Your goal ▸
Look through the entries for the line containing "Mark the innermost point of each instance of the blurred". Then output that line and every line after it, exactly, to the end.

╭─ Record set

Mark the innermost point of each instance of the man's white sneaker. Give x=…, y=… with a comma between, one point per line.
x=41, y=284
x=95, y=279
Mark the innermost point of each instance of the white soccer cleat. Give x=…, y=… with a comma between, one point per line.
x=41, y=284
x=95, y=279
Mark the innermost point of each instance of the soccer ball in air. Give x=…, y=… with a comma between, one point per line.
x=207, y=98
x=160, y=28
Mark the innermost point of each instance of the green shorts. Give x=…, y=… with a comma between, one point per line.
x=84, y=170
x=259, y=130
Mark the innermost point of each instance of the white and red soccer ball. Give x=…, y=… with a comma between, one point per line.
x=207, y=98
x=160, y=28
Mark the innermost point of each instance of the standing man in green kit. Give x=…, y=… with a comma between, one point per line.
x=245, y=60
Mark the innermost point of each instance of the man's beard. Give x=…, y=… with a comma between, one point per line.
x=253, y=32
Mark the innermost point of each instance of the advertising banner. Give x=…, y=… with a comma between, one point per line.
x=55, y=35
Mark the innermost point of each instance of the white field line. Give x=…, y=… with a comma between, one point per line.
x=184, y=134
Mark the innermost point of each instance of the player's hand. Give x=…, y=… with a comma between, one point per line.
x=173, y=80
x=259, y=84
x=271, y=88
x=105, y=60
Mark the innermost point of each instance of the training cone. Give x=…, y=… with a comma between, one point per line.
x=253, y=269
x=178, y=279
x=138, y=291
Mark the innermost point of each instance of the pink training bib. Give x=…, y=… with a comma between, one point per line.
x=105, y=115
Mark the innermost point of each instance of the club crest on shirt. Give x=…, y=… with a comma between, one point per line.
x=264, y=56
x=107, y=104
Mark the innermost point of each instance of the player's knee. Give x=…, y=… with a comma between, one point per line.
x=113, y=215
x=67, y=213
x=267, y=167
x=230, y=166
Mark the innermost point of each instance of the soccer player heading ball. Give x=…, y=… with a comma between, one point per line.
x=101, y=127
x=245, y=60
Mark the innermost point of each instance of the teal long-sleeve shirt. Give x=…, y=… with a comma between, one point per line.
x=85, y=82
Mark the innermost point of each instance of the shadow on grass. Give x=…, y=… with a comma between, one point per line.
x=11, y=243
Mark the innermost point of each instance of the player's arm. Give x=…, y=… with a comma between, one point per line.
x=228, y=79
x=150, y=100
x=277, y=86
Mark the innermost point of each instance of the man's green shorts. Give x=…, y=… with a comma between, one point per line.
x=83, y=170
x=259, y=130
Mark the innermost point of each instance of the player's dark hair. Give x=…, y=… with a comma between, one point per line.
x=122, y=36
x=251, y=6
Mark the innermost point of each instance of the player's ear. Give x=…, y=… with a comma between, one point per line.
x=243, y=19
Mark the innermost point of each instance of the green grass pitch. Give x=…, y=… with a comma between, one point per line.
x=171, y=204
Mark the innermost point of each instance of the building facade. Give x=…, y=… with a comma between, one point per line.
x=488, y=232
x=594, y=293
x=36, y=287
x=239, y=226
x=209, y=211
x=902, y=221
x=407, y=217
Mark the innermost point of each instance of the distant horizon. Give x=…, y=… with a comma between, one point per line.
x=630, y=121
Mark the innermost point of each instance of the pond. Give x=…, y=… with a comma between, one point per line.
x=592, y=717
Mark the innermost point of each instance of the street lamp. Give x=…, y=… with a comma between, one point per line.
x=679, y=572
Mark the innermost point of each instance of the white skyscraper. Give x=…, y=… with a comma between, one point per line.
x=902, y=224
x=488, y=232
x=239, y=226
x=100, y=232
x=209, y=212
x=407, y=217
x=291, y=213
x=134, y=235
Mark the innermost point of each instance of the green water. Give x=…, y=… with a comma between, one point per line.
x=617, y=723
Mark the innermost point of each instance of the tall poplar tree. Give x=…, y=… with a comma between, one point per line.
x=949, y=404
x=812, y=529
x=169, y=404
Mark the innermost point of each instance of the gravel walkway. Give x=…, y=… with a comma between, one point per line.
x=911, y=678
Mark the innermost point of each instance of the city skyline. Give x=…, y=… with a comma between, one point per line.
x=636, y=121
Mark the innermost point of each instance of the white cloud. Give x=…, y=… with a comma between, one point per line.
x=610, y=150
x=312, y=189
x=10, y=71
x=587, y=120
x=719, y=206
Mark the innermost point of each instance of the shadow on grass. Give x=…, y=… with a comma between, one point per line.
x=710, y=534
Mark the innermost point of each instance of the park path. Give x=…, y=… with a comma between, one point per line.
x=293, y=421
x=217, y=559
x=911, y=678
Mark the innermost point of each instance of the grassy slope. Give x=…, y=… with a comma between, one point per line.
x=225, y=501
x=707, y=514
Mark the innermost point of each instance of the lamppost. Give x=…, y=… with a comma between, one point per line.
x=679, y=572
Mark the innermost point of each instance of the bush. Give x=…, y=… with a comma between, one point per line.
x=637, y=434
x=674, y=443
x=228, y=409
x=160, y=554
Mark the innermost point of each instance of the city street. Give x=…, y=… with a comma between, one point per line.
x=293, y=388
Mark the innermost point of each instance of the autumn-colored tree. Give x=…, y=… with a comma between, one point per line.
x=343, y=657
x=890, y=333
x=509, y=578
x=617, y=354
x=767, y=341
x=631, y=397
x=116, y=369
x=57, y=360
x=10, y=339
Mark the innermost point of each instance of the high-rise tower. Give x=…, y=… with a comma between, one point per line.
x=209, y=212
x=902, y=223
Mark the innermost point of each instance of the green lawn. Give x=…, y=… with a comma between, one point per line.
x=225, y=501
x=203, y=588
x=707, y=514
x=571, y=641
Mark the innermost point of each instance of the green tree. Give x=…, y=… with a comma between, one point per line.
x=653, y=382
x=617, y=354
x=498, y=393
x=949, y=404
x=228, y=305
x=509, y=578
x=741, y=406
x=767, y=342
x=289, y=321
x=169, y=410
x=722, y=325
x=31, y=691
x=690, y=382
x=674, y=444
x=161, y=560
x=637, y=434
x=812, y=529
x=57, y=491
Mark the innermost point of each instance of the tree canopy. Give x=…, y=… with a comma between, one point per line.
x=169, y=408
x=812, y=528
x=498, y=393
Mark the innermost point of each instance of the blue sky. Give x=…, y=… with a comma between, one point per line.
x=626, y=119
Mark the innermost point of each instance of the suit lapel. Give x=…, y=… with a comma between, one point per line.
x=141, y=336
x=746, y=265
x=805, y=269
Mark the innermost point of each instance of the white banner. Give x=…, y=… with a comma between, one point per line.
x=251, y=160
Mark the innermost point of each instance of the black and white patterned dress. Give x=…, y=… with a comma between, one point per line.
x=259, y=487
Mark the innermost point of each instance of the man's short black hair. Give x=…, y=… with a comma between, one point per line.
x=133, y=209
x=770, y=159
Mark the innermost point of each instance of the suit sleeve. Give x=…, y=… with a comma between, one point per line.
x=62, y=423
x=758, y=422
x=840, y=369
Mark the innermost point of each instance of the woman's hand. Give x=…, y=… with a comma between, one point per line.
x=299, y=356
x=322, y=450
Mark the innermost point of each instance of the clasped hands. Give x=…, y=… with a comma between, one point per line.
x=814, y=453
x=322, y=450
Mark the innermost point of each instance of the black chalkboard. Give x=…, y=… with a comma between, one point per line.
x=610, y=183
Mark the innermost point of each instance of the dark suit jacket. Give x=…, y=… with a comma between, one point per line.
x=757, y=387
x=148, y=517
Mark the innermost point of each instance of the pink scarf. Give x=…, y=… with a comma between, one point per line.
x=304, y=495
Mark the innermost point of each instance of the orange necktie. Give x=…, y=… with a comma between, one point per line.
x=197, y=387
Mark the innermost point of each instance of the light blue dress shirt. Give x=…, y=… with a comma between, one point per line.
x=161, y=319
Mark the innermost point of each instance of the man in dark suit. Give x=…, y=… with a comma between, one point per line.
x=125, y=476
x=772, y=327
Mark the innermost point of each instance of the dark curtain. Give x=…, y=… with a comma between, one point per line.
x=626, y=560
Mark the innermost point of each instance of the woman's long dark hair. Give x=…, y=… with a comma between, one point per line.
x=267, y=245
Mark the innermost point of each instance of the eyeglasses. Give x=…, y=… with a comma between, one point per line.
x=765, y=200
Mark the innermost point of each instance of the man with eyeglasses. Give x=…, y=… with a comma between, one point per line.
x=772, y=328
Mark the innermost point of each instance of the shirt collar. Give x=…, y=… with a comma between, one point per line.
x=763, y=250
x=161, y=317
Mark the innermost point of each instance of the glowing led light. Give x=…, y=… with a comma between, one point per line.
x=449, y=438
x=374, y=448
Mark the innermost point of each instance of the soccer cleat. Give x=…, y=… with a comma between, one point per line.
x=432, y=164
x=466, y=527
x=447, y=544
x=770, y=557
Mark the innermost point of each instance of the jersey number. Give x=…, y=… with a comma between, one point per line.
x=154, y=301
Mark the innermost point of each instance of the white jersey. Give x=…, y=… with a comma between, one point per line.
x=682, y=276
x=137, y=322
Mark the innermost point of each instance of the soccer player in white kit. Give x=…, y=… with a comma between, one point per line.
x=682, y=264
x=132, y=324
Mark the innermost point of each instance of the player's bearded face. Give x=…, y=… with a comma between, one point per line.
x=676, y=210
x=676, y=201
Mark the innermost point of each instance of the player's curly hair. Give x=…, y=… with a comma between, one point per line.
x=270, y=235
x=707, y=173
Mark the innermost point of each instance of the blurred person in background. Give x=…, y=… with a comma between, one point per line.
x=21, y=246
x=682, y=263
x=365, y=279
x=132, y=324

╰─

Answer to this task ▸
Mark the innermost point of each instance of the blurred person in background. Give x=…, y=… with a comma between, one point per line.
x=21, y=246
x=682, y=263
x=365, y=279
x=132, y=324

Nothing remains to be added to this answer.